***** Secção do documento

Há uma grande diferença da geração da Simone para as
atuais, sejam homens ou mulheres.
Muito diferente e para melhor, melhorou bastante. As mulheres hoje têm uma
liberdade e uma voz que não tinham no meu tempo, não há comparação, não é
possível, não existe essa possibilidade. Uma coisa é o antes, e outra, o
depois. Mesmo na própria cidade de Lisboa, tudo mudou. Quem viveu nas décadas
de 1950/60 e agora não pode fazer comparação, isso não existe.
"Não há comparação possível. Ser mulher nessa altura
era muito complicado. Tinha que se estar em casa, ser muito boa filha, o que
significava ser bem comportada. Tirar um curso que não podia ser de medicina ou
engenharia, uma mulher devia ser professora, de preferência do liceu ou da
instrução primária."
Foi mais difícil por ser mulher?
Acredito que sim, mas as primeiras a estarem contra mim eram as mulheres. Era
apelidada de Cleópatra, acharam sempre que eu tinha tido muitos namorados. É
mentira, inventaram sobre mim as coisas mais extraordinárias, inclusive que a
minha filha tinha morrido, como também ligaram para a minha mãe a dizer que eu
tinha morrido. Aconteceu de tudo.
Mas por ser a Simone ou por ser mulher?
Por ser mulher e, também, porque eu dizia as coisas. Não era normal que as
mulheres tivessem o desplante de dizer o que eu dizia, de falar, dar
entrevistas e, depois, sempre chamei as coisas pelos nomes. Com isto não quer
dizer que as outras pessoas não fizessem as coisas, fazia-se tudo só que era
atrás da cortina. O que eu fiz foi à frente da cortina. A primeira vez que usei
calças de jeans, no Porto, perguntaram onde estava o cavalo. O facto de fumar
também era motivo de crítica. Isso diz tudo, hoje as mulheres podem andar como
quiserem e toda a gente aceita. E quem não aceita, paciência.

**********
***** Material fornecido

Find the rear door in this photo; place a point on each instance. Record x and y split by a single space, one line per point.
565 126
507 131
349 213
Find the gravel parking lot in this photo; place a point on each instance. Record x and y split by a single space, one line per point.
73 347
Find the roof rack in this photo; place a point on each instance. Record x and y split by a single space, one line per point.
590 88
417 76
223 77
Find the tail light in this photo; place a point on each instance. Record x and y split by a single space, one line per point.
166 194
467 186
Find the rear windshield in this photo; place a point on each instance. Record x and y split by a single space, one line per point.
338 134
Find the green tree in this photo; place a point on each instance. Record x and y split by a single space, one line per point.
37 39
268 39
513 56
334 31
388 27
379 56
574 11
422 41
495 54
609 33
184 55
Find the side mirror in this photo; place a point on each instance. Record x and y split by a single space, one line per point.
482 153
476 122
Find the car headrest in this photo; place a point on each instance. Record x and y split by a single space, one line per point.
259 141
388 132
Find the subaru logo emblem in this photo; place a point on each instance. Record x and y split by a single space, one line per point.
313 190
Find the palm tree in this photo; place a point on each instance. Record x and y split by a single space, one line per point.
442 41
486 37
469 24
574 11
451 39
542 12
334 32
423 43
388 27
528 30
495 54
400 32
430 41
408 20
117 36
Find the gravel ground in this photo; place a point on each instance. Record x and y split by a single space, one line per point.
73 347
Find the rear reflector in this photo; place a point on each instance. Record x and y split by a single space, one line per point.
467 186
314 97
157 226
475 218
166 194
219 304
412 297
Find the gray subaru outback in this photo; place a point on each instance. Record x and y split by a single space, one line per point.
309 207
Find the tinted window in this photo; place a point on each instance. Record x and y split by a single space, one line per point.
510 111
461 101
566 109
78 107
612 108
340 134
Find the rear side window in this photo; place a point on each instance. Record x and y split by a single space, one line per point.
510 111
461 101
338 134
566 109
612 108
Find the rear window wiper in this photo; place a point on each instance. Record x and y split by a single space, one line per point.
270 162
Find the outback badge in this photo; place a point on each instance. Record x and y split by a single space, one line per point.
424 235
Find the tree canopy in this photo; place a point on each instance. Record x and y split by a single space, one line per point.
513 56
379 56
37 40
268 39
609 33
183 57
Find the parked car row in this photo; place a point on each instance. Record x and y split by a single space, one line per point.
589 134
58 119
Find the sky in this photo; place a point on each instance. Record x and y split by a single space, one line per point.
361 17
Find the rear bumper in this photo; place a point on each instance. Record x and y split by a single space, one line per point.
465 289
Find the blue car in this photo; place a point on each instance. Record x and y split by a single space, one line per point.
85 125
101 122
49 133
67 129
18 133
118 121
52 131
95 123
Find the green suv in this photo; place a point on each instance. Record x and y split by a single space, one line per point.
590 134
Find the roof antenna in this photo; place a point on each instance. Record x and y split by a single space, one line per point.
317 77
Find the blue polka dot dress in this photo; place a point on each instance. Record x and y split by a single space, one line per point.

**********

** Exercício **
De acordo com a entrevista, o que perguntaram à entrevistada, no Porto, da primeira vez que usou calças de jeans? Recorra exclusivamente à entrevista.

** Resposta ao exercício **
Perguntaram onde estava o cavalo.